== Assignment ==
Copy out the data that comes next, character for character, and leave the images aside.

== Recorded data

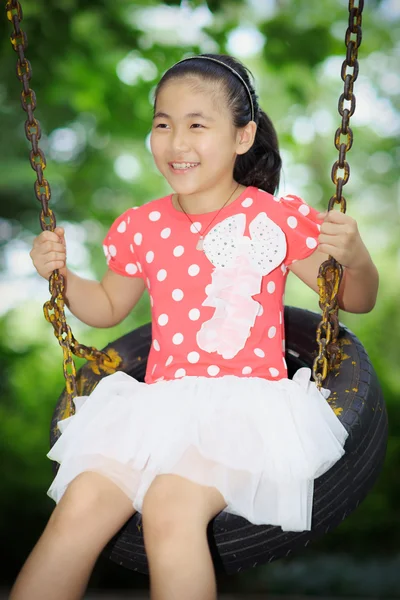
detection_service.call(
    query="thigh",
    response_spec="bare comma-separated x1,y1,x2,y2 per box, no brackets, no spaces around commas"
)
142,473,227,535
49,471,136,544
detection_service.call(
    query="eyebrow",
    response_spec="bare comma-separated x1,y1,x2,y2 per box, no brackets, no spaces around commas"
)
153,111,215,122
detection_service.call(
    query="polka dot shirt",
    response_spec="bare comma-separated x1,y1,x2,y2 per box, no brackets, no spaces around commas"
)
102,186,321,384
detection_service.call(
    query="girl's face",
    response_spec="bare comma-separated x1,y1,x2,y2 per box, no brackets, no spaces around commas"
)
150,78,242,195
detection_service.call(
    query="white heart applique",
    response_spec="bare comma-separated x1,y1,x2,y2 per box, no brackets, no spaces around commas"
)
202,212,286,275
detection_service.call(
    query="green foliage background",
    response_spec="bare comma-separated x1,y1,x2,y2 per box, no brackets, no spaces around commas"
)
0,0,399,595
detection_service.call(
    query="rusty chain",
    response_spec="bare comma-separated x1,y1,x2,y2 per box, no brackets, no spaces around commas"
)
312,0,364,389
6,0,121,415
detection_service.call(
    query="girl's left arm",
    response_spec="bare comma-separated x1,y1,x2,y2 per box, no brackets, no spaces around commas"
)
288,210,379,314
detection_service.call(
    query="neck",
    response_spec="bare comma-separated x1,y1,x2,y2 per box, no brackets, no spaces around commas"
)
173,181,244,215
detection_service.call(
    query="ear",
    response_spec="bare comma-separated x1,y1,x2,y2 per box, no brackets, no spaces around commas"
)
236,121,257,156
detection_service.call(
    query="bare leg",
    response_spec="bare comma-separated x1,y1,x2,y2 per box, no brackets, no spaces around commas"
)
9,471,136,600
147,526,217,600
142,473,227,600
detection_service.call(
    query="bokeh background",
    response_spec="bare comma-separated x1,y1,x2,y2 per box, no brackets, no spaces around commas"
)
0,0,399,597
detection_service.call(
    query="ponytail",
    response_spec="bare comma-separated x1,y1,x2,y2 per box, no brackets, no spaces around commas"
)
234,108,282,195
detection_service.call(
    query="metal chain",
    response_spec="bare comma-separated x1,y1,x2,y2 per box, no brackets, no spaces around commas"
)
313,0,364,389
6,0,121,415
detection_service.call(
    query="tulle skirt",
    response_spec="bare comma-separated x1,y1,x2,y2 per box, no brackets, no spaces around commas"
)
46,368,348,532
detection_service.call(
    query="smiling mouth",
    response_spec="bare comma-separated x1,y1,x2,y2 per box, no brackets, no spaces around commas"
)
170,162,200,171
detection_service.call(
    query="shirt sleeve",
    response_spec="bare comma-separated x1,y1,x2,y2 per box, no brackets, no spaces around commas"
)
279,194,321,266
102,208,144,279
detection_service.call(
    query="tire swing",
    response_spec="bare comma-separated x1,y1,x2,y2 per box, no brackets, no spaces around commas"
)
7,0,387,575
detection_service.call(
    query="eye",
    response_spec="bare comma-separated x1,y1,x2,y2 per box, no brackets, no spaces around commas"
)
155,123,168,129
191,123,205,129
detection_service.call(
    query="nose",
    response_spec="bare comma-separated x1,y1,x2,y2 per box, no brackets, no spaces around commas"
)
171,127,190,153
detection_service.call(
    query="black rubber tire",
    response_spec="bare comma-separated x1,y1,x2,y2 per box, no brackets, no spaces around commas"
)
49,306,387,574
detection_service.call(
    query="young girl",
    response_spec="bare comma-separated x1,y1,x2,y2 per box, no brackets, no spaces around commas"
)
12,53,379,600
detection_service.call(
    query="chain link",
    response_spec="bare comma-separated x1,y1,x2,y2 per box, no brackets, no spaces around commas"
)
6,0,121,415
313,0,364,389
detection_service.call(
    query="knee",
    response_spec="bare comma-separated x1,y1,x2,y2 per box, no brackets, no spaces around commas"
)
142,495,202,546
49,472,111,531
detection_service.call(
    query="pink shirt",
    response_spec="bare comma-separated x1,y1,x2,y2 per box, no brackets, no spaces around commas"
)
102,186,321,384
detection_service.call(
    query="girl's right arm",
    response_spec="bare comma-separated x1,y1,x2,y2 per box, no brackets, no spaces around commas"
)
30,227,146,328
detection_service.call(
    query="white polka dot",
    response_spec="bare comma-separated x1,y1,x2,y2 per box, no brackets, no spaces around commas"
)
152,363,157,375
150,295,154,307
174,368,186,378
187,352,200,364
298,204,310,216
173,245,185,257
158,314,168,326
282,339,286,351
130,244,134,253
242,366,252,375
149,211,161,221
254,348,265,358
172,289,184,301
157,269,167,281
281,264,287,274
146,251,154,263
109,245,117,257
287,216,298,229
125,263,138,275
117,221,127,233
161,227,171,239
241,197,253,208
188,264,200,276
267,281,275,294
272,196,280,202
172,333,184,345
207,365,220,376
205,284,212,295
257,304,264,317
306,237,318,249
137,262,142,273
165,355,173,366
134,233,142,245
190,222,202,234
283,357,287,369
146,277,151,288
317,224,321,231
189,308,200,321
153,339,160,351
279,311,282,324
269,367,280,377
268,326,277,339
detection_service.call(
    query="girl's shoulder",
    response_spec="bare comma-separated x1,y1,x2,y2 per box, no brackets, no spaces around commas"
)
110,192,172,224
255,188,311,210
254,188,319,223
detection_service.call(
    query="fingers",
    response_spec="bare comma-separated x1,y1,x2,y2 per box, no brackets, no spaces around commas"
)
30,227,67,280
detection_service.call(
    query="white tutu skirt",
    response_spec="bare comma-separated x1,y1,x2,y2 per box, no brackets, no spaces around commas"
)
47,368,349,532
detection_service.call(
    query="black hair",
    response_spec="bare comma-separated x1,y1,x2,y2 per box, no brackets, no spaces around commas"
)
153,53,282,195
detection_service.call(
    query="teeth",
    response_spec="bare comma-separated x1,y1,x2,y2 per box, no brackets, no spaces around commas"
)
172,162,199,169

====

== Response ==
detection_service.call(
    query="thigh",
    response_spec="bare comma-separated x1,y1,x2,y2 per box, no brackets, no spaces around commas"
)
142,473,227,535
49,471,136,544
detection_service.call(
    query="eyebrow",
    response_spec="bare comma-separated x1,y1,x2,y2 per box, no brackets, no spaces around commas"
)
153,111,215,122
detection_service.call(
    query="polka dot shirt",
    response_spec="bare comma-separated x1,y1,x2,y2 per box, no brackets, no spaces around commas"
)
102,186,321,384
detection_service.call(
    query="girl's face",
    response_spec="bare comma-separated x1,y1,x2,y2 per box, no brackets, no spaces around commas"
)
150,78,242,195
detection_service.call(
    query="white heart applique",
    response_spec="bare comma-separated x1,y1,x2,y2 per box, no brackets, no spaces around commas"
)
202,212,286,275
detection_service.call(
    query="green foliage background",
    response_spec="bare comma-separated x1,y1,x2,y2 per box, no brackets, no spaces around commas"
)
0,0,399,595
detection_service.call(
    query="rusty chain",
    response_spec="bare comma-separated x1,y1,x2,y2 per box, no brackets, no spaces around commas"
)
312,0,364,389
6,0,121,415
detection_service.call(
    query="girl's left arm",
    response_spec="bare comma-separated x1,y1,x2,y2 per box, no brackets, no spaces around commas"
)
288,210,379,314
detection_service.call(
    query="neck",
    response_spec="bare comma-separated x1,y1,x2,y2 per box, no brackets, no spaces around commas"
)
173,181,244,215
detection_service.call(
    query="ear",
    response_spec="bare comma-separated x1,y1,x2,y2 per box, no brackets, no spaces around commas"
)
236,121,257,156
detection_service.call(
    query="bare leg",
    response_spec="bare comma-separated x1,y1,x2,y2 per box, no brackets, no spaces around commas"
)
9,471,136,600
147,526,217,600
142,473,227,600
detection_service.call(
    query="bokeh background",
    response_spec="bare comma-separated x1,y1,x2,y2 per box, no brackets, no spaces around commas"
)
0,0,399,597
detection_service.call(
    query="ponytail",
    response_spec="bare comma-separated x1,y1,x2,y2 per box, no brackets, no spaces around commas"
)
234,108,282,195
detection_service.call(
    query="metal chain",
    response_spec="bare comma-separated x1,y1,x2,y2 per box, no brackets, no spaces around commas"
)
313,0,364,389
6,0,121,415
detection_service.call(
    query="tulle skirt",
    response_spec="bare comma-separated x1,y1,x2,y2 per box, no brackets, no spaces around commas"
)
46,368,348,532
detection_service.call(
    query="smiling mouth",
    response_spec="bare comma-separated x1,y1,x2,y2 per box, no brackets, no spaces around commas"
)
170,162,200,171
detection_service.call(
    query="shirt sleeve",
    response_spec="bare comma-separated x1,y1,x2,y2 per box, no brackets, no spaces around commas"
)
279,194,321,266
102,208,144,279
detection_service.call(
    query="tire swing",
    response_spec="bare comma-separated x1,y1,x2,y2 per box, no brackets, no spaces around commas"
)
7,0,387,575
detection_service.call(
    query="eye",
    response_spec="bare comma-separated x1,y1,x2,y2 per box, no brackets, no spaces around commas"
)
155,123,168,129
191,123,205,129
detection_service.call(
    query="nose",
    response_spec="bare comma-separated x1,y1,x2,y2 per box, no brackets, no spaces around commas"
)
171,127,190,153
detection_service.call(
    query="black rubber tire",
    response_spec="bare comma-separated x1,y1,x2,y2 per box, no brackets, no spaces around commas"
)
49,306,387,574
detection_service.call(
    query="young girl",
    response_spec="bare comma-separated x1,y1,x2,y2 per box, no brackets, no spaces around commas"
)
12,53,379,600
detection_service.call(
    query="chain link",
    response_spec="bare comma-separated x1,y1,x2,y2 per box, no brackets, no spaces around commas"
)
6,0,121,415
313,0,364,389
detection_service.call(
    query="knee",
    response_spec="bare comma-separated x1,y1,x2,y2 per box, no brackets, no spaces around commas"
)
142,495,202,546
49,472,111,531
detection_service.call(
    query="pink shirt",
    response_spec="bare comma-separated x1,y1,x2,y2 per box, no brackets, no spaces around commas"
)
102,186,321,384
detection_service.call(
    query="girl's right arm",
    response_spec="bare comma-separated x1,y1,x2,y2 per box, no brackets, no spaces around commas"
)
30,227,146,328
detection_service.call(
    query="white polka dot",
    response_spec="bare comma-separated x1,y1,x2,y2 per box, no brackets, no spaces around commas"
)
152,363,157,375
150,295,154,307
174,368,186,378
187,352,200,364
298,204,310,216
173,245,185,257
158,314,168,326
282,339,286,351
130,244,134,253
242,366,252,375
149,211,161,221
254,348,265,358
172,289,184,301
157,269,167,281
281,264,287,274
146,251,154,263
109,245,117,257
287,216,298,229
125,263,138,275
117,221,127,233
161,227,171,239
241,197,253,208
188,264,200,276
267,281,275,294
272,196,280,202
172,333,184,345
207,365,220,376
205,284,212,295
257,304,264,317
306,237,318,249
137,262,142,273
165,355,173,366
134,233,142,245
190,222,202,234
283,357,287,369
146,277,151,288
317,224,321,231
189,308,200,321
153,339,160,351
279,311,282,324
269,367,280,377
268,326,277,339
detection_service.call(
    query="girl's shoulder",
    response_spec="bare comma-separated x1,y1,x2,y2 per box, no brackets, no spaces around commas"
)
110,192,172,224
255,188,311,210
254,188,319,223
detection_service.call(
    query="fingers",
    response_spec="bare comma-separated x1,y1,x2,y2 per box, no brackets, no spaces around commas"
)
30,227,67,280
detection_service.call(
    query="white tutu skirt",
    response_spec="bare comma-separated x1,y1,x2,y2 per box, no brackets, no spaces around commas"
)
47,368,349,532
detection_service.call(
    query="black hair",
    response_spec="bare comma-separated x1,y1,x2,y2 per box, no brackets, no spaces around commas"
)
153,53,282,195
detection_service.call(
    query="teeth",
    response_spec="bare comma-separated x1,y1,x2,y2 per box, no brackets, no spaces around commas"
)
172,162,199,169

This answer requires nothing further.